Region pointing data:

---

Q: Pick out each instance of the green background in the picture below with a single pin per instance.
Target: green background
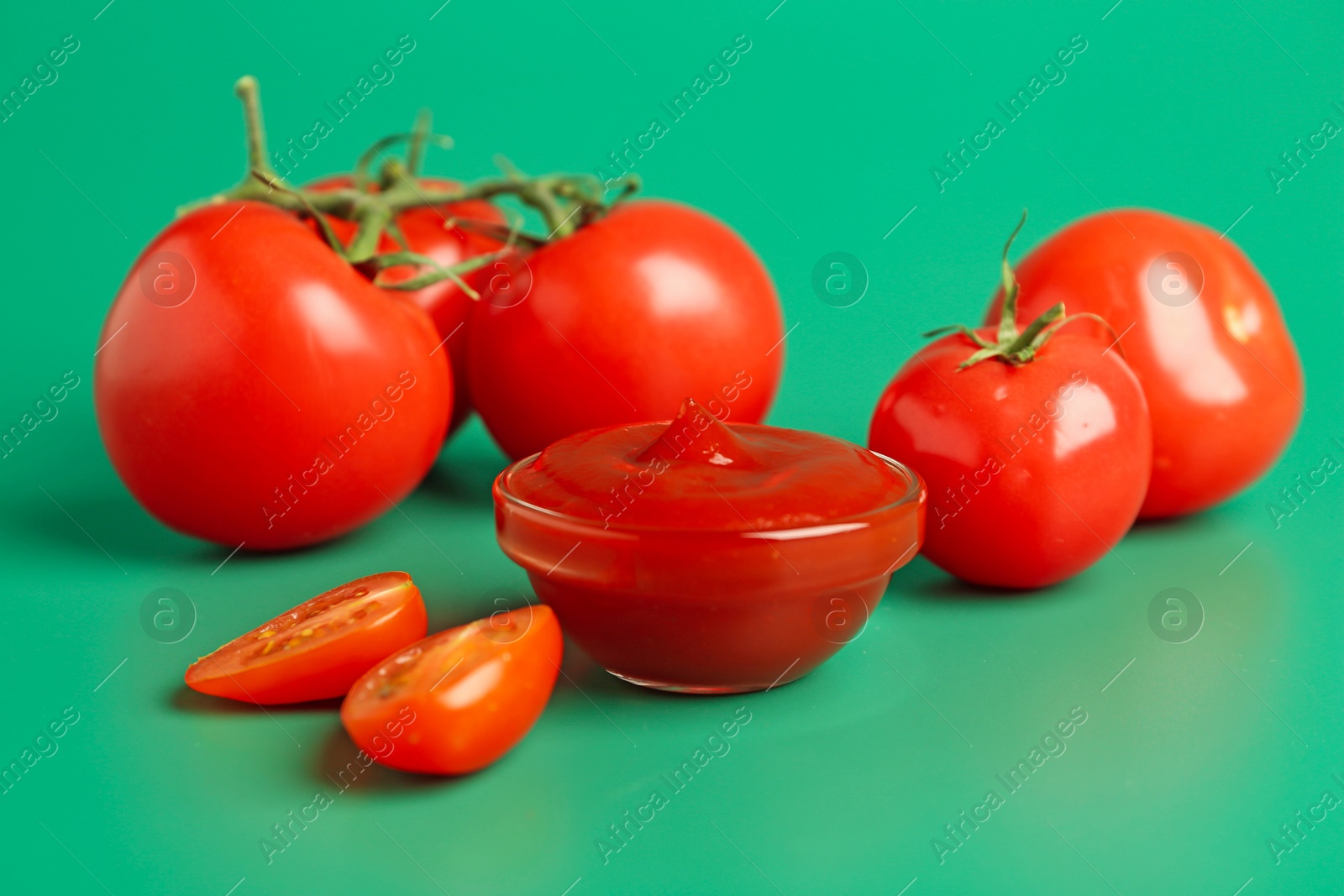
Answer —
(822, 141)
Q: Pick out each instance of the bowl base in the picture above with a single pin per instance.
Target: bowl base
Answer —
(705, 689)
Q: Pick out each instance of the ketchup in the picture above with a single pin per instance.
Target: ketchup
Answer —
(696, 472)
(706, 557)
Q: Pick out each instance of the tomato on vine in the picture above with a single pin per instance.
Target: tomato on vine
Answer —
(624, 317)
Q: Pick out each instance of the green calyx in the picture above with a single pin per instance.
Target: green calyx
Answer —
(373, 203)
(1011, 345)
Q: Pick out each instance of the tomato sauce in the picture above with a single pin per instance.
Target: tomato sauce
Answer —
(706, 557)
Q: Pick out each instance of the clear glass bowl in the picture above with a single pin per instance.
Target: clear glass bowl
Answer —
(709, 610)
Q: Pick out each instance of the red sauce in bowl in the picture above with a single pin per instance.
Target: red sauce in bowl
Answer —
(705, 557)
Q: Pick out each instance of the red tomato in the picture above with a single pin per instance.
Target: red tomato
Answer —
(320, 647)
(253, 389)
(1035, 470)
(427, 231)
(1202, 331)
(465, 696)
(624, 320)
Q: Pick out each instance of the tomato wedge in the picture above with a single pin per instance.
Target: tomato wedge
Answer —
(461, 699)
(320, 647)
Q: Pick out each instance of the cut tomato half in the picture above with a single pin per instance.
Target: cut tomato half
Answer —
(461, 699)
(320, 647)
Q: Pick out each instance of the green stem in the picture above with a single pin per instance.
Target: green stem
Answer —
(566, 202)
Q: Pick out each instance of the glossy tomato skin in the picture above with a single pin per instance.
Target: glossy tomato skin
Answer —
(428, 233)
(460, 699)
(1034, 472)
(1203, 333)
(624, 320)
(320, 647)
(286, 402)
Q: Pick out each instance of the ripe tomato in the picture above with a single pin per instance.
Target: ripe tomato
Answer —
(320, 647)
(1202, 331)
(622, 322)
(427, 231)
(467, 696)
(253, 389)
(1034, 470)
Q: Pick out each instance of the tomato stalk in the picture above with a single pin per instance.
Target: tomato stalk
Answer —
(1010, 344)
(564, 202)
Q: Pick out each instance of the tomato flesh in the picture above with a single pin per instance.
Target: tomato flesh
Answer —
(318, 649)
(461, 699)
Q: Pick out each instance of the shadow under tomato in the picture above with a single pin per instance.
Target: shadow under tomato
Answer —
(339, 768)
(96, 527)
(922, 582)
(187, 700)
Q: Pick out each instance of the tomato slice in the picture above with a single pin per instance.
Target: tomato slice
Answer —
(320, 647)
(461, 699)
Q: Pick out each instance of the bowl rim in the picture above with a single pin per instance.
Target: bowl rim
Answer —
(914, 493)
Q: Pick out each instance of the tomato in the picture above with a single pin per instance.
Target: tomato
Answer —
(1203, 332)
(461, 699)
(1035, 445)
(428, 231)
(622, 322)
(1034, 472)
(255, 390)
(320, 647)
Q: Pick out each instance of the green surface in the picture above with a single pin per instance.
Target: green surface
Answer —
(822, 141)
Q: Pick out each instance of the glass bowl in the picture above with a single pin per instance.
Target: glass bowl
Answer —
(706, 610)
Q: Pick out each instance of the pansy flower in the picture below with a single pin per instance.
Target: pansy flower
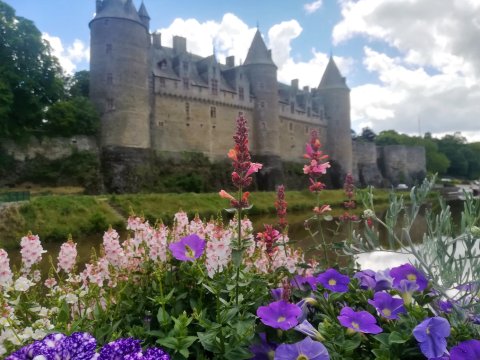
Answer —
(307, 349)
(431, 333)
(333, 280)
(279, 314)
(387, 306)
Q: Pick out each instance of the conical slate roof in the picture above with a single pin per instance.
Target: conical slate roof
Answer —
(258, 52)
(332, 77)
(123, 9)
(142, 11)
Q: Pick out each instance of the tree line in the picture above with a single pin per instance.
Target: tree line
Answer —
(450, 155)
(36, 96)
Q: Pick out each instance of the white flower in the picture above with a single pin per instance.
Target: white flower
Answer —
(23, 284)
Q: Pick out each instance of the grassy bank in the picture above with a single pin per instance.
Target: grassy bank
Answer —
(54, 217)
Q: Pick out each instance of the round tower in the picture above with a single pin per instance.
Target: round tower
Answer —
(262, 75)
(335, 96)
(119, 47)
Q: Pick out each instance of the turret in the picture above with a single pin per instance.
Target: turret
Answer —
(262, 75)
(143, 14)
(335, 96)
(119, 48)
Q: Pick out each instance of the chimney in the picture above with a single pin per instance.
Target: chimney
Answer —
(230, 61)
(294, 84)
(179, 44)
(157, 40)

---

_REQUIRED ACTION_
When you transcribe the entries, reproduce each line exactly and skip any picture.

_REPLY_
Q: Pick out each instance of the green background in the picture below with a single pin per instance.
Target: green background
Answer —
(822, 141)
Q: Pick out each instance of the bowl base in the picture above with a single pin per instance.
Target: bowl base
Answer —
(705, 689)
Q: Pick out each instance of the ketchup in the picture above with a single pin per instance.
Target: ketchup
Answer —
(696, 472)
(706, 557)
Q: Pick out each instance of the tomato on vine in the picture above with a single pin per instance.
Target: tomato on vine
Answer —
(624, 317)
Q: Pick out each instance of the green calyx in the picture above with a single pin per instance.
Target: green calyx
Answer —
(373, 203)
(1011, 345)
Q: Pick out each instance of the tomato sauce in the picture above with a single pin per instance.
Target: tomato sauce
Answer —
(706, 557)
Q: Pick out each instance of the clear glass bowl in the picture above with a single pin per instance.
Target: clear glass bowl
Answer —
(709, 610)
Q: Pick out each instance of the red sauce in bowl in the picture above with a single pin per instance.
Target: red sauce in bowl
Answer —
(705, 557)
Q: Pick out each instance of the red tomato in the picture above with a single pin per instance.
Target: red tomato
Answer —
(320, 647)
(253, 389)
(1035, 470)
(427, 231)
(1202, 331)
(465, 696)
(624, 320)
Q: Pick out each instance of the tomato wedge in the picture above with a single pin per instance.
Target: tomato wedge
Answer —
(461, 699)
(320, 647)
Q: Pick out each instance of the cut tomato half in the picture above with a single pin per instance.
Target: cut tomato half
Answer —
(461, 699)
(320, 647)
Q: Pick out each instance of the green stem in the picture above with a single pin per instance.
Target: green stem
Answer —
(566, 202)
Q: Pick out each instance of the glossy tomato skin in the picture above with a single pin per instance.
Target: glossy tomato skin
Answer —
(428, 233)
(460, 699)
(1034, 472)
(1203, 333)
(624, 320)
(320, 647)
(286, 402)
Q: Pick out each instance of the ripe tomato in the picture above with a single pin per instance.
Target: ripe tomato
Answer —
(320, 647)
(1202, 331)
(622, 322)
(427, 231)
(467, 696)
(253, 389)
(1034, 470)
Q: Pick out each instance of the tomato stalk in the picture above with a single pin per instance.
Target: tomato stalk
Answer —
(1010, 344)
(564, 202)
Q: Pick out each instance of the tomato flesh in the picture above with a single pin per instance.
Target: tomato flesh
Answer —
(318, 649)
(461, 699)
Q: Pick out each instance of the shadow under tomato in the picture above with a single pin per instance.
Target: shadow under tomato
Answer —
(339, 768)
(96, 527)
(922, 582)
(187, 700)
Q: Pick out each instance of the tomato slice in the picture above with a single pin per instance.
Target: tomato slice
Answer —
(320, 647)
(461, 699)
Q: Pick out each instance of the bowl rim in the picture above with a single pin per instance.
Target: bowl rim
Answer —
(914, 493)
Q: Pick out each instance of the tomato in the picture above with a single pin per instance.
Target: tomato
Answer —
(1203, 332)
(461, 699)
(1035, 445)
(428, 231)
(622, 322)
(1034, 472)
(255, 390)
(320, 647)
Q: Pick out each instance of the green surface in the picture above with a single pin per instance.
Target: green surface
Answer —
(822, 141)
Q: Pick out each instance of the glass bowl in the picture above with a single pin per instance.
Target: glass bowl
Answer —
(706, 610)
Q: Pick out each instance of the pansy flower in the picture below with a single pin per instance.
Target: pansy flower
Answer —
(307, 349)
(431, 333)
(333, 280)
(279, 314)
(387, 306)
Q: Pick out each instance of the conical slate roof in the picture above with a single pin per instance.
Target: conical slate roof
Answer —
(258, 52)
(332, 77)
(123, 9)
(142, 11)
Q: Pick out each instance of the tree line in the picture above with a single pin per instance.
Target: tree line
Answer —
(450, 155)
(36, 96)
Q: Pick out each instance of the white flower in the picture above with a single pin per instance.
Target: white flower
Answer —
(23, 284)
Q: Pick out each instance of the grassy bank in the picture above with a single pin per instance.
Target: grassy bank
Answer —
(54, 217)
Q: Pick out each instance of the round tower in the picture above with a single pin per instance.
Target: round tower
Answer —
(262, 75)
(335, 96)
(119, 47)
Q: Pick out each instance of the turret in the picture above with a single pin per instance.
Target: turret
Answer —
(262, 75)
(143, 14)
(335, 96)
(119, 48)
Q: Pick out each instance of the chimney in the picture above with a single pin per instance.
Target: chimney
Answer —
(230, 61)
(294, 84)
(179, 44)
(157, 40)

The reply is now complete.